The International Court of Justice (ICJ) has made a name for itself as various governments across the world resort to it to rule on inter-state disagreements. There are certainly valid criticisms about how the ICJ, the chief judicial body of the United Nations, operates, particularly as African governments have accused it of imposing Eurocentric international law. Some of its rulings on controversial cases have even been denounced as ‘step[s] backwards’.
Despite these criticisms, Latin American governments have regularly turned to ICJ rulings on border disputes and other inter-state disagreements. Over the past decades, the Court has ruled on numerous cases between Latin American states and enjoys a positive record so far in this region, given the generally peaceful compliance of Latin American states to the Court’s rulings. Nevertheless, the complexity of one particular case, ‘Obligation to Negotiate Access to the Pacific Ocean’, a historically-charged territorial dispute between Bolivia and Chile, may prove to challenge the credibility of the ICJ in Latin America in the near future.
The ICJ in Latin America
Since commencing its operations in 1946, after the 1945 San Francisco Conference and the dissolution of the Permanent Court of International Justice, the ICJ has had an important and constant role in Latin American geopolitical affairs. For example, the ICJ’s first case in the region was Colombia v. Peru in 1949 regarding the interpretation of an asylum treaty. Honduras and Nicaragua similarly turned to the Court in 1958 after the latter claimed that the Arbitral Award that delineates the borders between the two countries, made by the King of Spain in 1906, was not binding. Ultimately, Nicaragua lost the case, as judges voted 14 to 1 in favor of Honduras.In other words, the ICJ has ruled not solely on cases relating to territorial disputes, but also diplomatic disagreements.
In the 21st century, the Court has been actively involved in border disputes. For example, The ICJ has passed rulings on cases between Costa Rica and Nicaragua over navigational rights in 2009; Argentina and Uruguay over a pulp mill in the Uruguay River in 2010;Colombia and Nicaragua over a territorial and maritime dispute in 2012; a maritime dispute between Chile and Peru in 2014; and a ping-ponged dispute between Costa Rica and Nicaragua over both the rights to wetlands on the River San Juan, and the construction of a road along the San Juan River in 2015. Most recently, in March 2016, the court passed a new judgment over the delimitation of the continental shelf between Colombia and Nicaragua (a follow up of the aforementioned ruling).
------------------------
- _Work to complete_:
#1 In the ICJ text, what was the Court's first case in Latin America, and what was it about?
#2 Rewrite the paragraph of the ICJ text that begins "In the 21st century" as a short bulleted list, keeping its main facts.

- _Collected material_:
------------------------
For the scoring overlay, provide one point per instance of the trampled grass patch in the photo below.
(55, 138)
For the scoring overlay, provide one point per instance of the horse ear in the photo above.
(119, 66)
------------------------
- _Responses for each task_:
#1 Colombia v. Peru in 1949, about how to interpret an asylum treaty.

#2
In the 21st century, the ICJ has been actively involved in border disputes, ruling on:
- Costa Rica and Nicaragua, over navigational rights (2009)
- Argentina and Uruguay, over a pulp mill in the Uruguay River (2010)
- Colombia and Nicaragua, over a territorial and maritime dispute (2012)
- Chile and Peru, over a maritime dispute (2014)
- Costa Rica and Nicaragua, over rights to wetlands on the River San Juan and a road built along the San Juan River (2015)
- Colombia and Nicaragua, over the delimitation of the continental shelf, following up the 2012 ruling (March 2016)